___ Provided passage ___

Trauma, Loss & Doll Making

Dolls have a universal and timeless appeal.  Ancient civilizations created them to ward off illness, promote fertility, and ensure abundant crops.  Dolls have been infused with the wishes, fears, and hopes of their makers, and have served as powerful talismans of transformation.  Learners will discover the clinical benefits of doll making through case studies that illustrate its effectiveness in the treatment of grief and traumatic loss.  This creative, imaginative and transformative art therapy technique explores the relationship to the self and to the deceased, either of which can be represented by dolls, through the lens of meaning reconstruction and attachment informed grief therapy. 

We will present handmade art therapy dolls as a valuable vehicle for the telling and reworking of one’s loss narrative, which includes event and back story, bracing, pacing and facing, and for exploring an identity impacted by grief and rooted in the existential question, “Who am I?”  Alternatively, the doll making process and product can serve as a concrete, transitional object to support the exploration of the continuing bond with the deceased.  It provides opportunities for reconnection, care giving and memorializing.

Our time together will include the sharing of a survivor’s intimate doll making experience.  Small breakout rooms and a larger group discussion will serve as a witnessing experience to the process of non-verbal expression, using a pliable human form to gain a sense of control and well-being.

LEARNING OBJECTIVES

  • Discuss three reasons why creative and expressive interventions, such as doll making, are desirable with those suffering traumatic loss;
  • Examine aspects of Meaning Reconstruction, defined by sense making, benefit finding, identity reformation and bracing, pacing and facing as important components of doll making, an imaginative process that addresses the shattered “self;”

___ Material provided ___

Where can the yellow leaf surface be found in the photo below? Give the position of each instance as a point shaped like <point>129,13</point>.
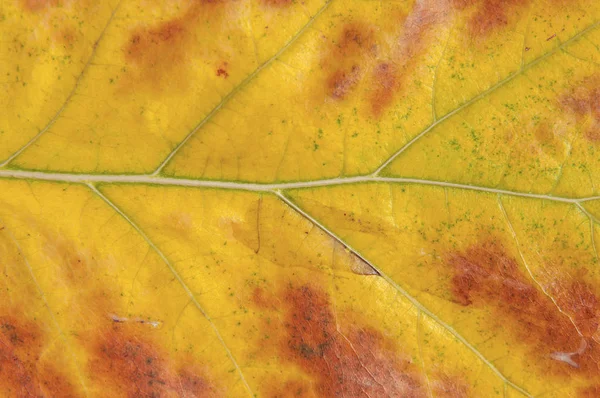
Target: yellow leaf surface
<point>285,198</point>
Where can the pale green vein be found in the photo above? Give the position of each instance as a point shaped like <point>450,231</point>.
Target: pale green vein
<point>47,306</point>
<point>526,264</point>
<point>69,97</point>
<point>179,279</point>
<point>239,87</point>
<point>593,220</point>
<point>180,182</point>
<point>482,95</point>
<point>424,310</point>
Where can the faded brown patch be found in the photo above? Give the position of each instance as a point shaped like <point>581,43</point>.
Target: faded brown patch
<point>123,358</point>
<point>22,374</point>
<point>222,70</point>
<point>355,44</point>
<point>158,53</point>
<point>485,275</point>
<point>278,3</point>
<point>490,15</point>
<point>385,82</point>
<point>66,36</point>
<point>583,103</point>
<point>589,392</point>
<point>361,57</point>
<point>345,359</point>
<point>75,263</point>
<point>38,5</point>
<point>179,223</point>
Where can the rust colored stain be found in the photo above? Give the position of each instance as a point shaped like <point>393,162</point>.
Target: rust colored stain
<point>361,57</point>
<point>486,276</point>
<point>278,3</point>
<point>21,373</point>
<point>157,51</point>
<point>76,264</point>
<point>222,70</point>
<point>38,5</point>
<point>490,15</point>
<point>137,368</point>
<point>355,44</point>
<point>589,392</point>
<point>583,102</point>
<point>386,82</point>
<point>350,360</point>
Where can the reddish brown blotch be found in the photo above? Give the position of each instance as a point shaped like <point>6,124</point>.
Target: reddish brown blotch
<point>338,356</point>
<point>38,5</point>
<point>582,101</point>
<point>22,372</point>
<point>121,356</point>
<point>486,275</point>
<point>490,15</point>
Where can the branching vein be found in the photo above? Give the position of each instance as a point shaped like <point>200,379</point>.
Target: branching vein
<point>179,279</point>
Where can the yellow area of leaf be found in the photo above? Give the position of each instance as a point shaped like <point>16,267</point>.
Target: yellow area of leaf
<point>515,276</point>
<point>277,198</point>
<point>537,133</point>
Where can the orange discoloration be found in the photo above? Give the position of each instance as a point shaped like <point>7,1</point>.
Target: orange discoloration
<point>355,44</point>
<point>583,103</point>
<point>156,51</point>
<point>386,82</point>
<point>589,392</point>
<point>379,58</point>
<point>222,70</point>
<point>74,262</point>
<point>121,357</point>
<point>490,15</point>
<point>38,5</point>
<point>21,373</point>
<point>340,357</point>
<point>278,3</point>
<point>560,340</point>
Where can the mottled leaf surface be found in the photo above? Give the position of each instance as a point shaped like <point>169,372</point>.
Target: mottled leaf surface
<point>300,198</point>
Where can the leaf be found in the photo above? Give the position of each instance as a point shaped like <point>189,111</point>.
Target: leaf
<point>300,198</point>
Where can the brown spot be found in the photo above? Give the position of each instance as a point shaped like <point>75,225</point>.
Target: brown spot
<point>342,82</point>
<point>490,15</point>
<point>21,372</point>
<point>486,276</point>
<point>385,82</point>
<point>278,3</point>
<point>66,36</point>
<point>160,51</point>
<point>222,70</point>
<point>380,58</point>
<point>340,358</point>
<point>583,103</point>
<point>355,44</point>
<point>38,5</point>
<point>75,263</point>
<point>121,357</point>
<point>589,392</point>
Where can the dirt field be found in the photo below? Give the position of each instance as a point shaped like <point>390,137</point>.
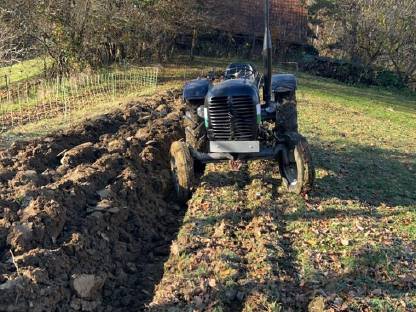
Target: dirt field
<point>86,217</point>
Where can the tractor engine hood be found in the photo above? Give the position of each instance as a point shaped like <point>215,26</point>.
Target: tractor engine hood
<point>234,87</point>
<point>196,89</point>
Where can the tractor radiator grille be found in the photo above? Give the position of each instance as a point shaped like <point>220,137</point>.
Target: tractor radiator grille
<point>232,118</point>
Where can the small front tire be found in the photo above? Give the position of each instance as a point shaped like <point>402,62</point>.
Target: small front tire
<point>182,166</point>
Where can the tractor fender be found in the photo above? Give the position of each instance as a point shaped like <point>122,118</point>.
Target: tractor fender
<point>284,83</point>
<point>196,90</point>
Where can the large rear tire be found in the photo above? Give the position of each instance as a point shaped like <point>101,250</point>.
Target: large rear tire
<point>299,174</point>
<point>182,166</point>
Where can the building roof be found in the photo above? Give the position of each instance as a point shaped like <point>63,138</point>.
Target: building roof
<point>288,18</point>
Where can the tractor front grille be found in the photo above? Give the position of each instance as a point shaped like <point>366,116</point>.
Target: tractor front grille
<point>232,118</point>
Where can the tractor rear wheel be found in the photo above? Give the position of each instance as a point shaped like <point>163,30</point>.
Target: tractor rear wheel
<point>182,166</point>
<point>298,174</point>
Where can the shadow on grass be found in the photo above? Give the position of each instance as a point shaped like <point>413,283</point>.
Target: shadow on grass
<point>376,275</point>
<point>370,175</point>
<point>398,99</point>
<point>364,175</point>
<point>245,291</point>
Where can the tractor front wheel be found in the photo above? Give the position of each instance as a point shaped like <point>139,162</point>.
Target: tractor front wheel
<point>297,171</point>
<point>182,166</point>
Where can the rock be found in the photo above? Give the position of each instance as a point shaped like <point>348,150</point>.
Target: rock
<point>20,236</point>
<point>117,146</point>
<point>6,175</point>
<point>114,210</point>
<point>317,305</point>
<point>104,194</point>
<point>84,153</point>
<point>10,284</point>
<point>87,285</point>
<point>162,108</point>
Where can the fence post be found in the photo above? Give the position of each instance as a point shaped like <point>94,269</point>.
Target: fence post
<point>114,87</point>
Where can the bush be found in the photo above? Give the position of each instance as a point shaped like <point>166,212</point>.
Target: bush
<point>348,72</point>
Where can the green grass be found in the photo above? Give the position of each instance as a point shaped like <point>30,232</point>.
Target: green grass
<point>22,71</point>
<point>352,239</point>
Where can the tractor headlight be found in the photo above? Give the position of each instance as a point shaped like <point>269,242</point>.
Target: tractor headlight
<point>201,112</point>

___
___ Material provided ___

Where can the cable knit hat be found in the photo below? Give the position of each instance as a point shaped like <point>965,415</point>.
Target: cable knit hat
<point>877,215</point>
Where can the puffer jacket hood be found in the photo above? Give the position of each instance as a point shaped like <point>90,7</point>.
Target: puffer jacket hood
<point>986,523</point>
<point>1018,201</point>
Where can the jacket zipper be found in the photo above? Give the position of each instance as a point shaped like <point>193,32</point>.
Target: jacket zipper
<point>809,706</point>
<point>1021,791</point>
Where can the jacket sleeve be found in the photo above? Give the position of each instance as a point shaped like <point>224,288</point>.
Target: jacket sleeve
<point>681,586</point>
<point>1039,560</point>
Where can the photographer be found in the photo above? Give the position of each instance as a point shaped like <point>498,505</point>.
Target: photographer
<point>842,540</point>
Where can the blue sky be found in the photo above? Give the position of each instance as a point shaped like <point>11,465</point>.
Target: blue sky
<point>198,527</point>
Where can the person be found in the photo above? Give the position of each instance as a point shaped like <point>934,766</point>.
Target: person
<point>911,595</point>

___
___ Material provided ___

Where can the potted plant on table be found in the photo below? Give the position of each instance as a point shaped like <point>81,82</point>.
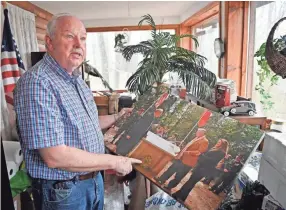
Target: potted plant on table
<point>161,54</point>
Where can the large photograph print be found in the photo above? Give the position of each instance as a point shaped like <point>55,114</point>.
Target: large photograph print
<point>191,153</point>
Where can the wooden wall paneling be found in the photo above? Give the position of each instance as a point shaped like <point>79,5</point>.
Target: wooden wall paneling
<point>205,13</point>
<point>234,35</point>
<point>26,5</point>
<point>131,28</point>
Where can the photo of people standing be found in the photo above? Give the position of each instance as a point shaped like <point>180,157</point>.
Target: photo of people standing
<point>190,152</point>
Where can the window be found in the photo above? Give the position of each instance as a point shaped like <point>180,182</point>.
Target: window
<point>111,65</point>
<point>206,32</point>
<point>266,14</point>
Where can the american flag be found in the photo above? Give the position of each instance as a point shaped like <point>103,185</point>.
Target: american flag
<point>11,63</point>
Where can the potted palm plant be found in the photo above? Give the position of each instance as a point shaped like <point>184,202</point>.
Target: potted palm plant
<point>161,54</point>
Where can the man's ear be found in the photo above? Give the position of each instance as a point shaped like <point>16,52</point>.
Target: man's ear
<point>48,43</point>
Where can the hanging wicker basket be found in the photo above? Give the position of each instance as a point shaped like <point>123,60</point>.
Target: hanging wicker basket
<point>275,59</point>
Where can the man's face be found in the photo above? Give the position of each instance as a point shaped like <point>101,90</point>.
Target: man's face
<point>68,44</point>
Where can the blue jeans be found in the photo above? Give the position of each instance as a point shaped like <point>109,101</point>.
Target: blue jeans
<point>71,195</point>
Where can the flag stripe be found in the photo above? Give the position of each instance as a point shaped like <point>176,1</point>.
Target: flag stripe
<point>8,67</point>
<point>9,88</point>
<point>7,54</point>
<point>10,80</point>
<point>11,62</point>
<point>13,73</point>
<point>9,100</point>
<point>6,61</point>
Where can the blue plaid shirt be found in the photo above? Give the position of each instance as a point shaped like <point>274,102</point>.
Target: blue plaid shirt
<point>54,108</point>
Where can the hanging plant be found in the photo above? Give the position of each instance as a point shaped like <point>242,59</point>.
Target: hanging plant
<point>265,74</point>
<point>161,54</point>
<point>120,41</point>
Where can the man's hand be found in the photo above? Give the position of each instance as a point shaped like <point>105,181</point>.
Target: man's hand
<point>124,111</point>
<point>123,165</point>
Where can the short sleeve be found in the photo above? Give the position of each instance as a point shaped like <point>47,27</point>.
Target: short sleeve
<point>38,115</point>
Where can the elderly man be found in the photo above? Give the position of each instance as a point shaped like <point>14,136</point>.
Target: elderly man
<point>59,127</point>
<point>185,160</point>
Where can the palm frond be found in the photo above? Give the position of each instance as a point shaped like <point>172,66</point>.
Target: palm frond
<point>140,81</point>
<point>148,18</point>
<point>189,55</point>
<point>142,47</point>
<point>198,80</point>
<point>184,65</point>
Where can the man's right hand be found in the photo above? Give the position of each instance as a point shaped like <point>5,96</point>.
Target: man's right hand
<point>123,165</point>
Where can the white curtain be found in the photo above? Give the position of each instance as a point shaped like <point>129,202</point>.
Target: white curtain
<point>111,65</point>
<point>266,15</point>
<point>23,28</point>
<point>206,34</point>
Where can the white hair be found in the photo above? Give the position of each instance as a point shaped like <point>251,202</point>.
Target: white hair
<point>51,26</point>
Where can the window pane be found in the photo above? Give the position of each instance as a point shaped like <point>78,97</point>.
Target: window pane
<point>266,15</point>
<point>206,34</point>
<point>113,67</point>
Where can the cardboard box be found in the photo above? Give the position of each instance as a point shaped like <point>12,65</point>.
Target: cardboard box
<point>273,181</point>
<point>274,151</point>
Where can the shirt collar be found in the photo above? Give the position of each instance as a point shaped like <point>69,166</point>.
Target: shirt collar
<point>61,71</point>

___

* Problems and tasks *
(1) Summarize the doll making workshop description in two sentences.
(2) Rewrite the paragraph of the doll making workshop description that begins "We will present handmade art therapy dolls" as a bulleted list that keeps its main facts.

* List of solutions *
(1) Dolls have long carried their makers' wishes, fears and hopes, and the session presents doll making as an art therapy technique for grief and traumatic loss, drawing on meaning reconstruction and attachment informed grief therapy. Through case studies, a survivor's shared experience, and group discussion, learners explore how handmade dolls help people retell their loss narrative, examine an identity shaken by grief, and sustain a continuing bond with the deceased.

(2)
- Handmade art therapy dolls serve as a vehicle for telling and reworking one's loss narrative, including event and back story, and bracing, pacing and facing.
- They help explore an identity affected by grief and rooted in the question "Who am I?"
- The doll making process and product can also act as a concrete, transitional object supporting the continuing bond with the deceased.
- This offers opportunities for reconnection, care giving and memorializing.